▸ **Instruction**:
Pick out every line in the material below that contains the word "mouth", and copy each of those lines in full. Case counts.

▸ **Task material**:
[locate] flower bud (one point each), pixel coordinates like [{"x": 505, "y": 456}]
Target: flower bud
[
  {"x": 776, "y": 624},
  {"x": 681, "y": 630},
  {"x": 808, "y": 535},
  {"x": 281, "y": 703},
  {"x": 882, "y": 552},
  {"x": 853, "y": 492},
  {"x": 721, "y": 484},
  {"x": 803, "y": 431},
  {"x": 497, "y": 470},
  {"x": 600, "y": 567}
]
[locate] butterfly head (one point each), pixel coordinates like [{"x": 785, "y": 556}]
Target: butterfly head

...

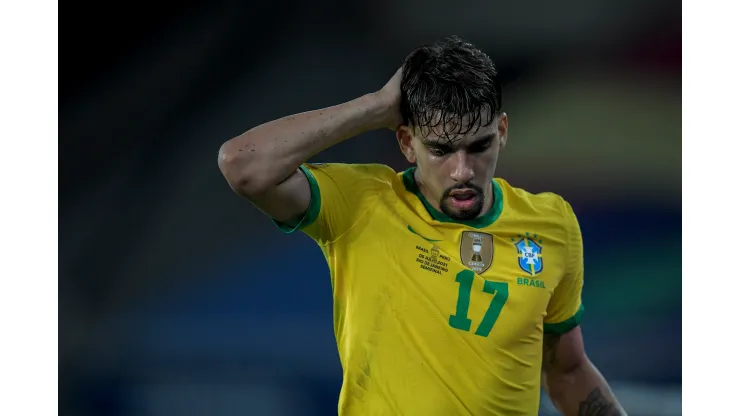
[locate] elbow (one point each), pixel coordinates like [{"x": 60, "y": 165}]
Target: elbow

* * *

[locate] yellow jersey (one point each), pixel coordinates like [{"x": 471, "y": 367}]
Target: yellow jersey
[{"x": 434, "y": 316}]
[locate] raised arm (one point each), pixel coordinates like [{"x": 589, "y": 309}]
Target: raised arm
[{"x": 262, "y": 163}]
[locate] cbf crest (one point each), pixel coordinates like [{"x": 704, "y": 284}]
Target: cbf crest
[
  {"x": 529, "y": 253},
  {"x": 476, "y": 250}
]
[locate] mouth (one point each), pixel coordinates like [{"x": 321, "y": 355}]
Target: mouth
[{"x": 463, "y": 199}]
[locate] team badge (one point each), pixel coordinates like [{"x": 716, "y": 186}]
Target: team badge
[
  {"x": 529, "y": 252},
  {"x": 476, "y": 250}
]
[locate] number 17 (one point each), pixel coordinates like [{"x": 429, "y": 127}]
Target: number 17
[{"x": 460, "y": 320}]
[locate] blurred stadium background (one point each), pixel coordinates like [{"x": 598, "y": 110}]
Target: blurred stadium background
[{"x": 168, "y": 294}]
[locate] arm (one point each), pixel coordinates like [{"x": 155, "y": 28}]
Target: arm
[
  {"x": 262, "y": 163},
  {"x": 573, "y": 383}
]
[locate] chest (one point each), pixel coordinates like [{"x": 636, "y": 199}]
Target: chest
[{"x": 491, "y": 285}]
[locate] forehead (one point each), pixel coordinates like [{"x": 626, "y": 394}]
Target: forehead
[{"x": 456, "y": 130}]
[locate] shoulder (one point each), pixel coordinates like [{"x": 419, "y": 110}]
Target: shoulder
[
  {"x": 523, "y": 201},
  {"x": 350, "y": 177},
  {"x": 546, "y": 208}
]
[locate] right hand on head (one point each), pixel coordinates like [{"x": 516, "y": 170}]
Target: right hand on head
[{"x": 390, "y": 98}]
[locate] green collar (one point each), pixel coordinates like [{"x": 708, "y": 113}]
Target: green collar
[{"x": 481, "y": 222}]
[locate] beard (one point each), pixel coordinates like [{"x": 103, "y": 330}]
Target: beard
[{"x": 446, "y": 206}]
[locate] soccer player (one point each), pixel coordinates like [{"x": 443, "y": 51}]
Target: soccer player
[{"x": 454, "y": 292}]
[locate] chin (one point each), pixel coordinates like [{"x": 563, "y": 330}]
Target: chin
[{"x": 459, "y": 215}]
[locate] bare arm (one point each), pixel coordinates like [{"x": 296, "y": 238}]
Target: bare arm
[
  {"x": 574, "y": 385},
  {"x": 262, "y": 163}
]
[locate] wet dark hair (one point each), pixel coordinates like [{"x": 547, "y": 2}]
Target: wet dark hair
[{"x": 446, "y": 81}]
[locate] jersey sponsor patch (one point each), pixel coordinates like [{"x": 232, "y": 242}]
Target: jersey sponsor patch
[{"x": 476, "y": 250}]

▸ **Expected answer**:
[locate] mouth (one point each), pixel coordinates like [{"x": 321, "y": 355}]
Target: mouth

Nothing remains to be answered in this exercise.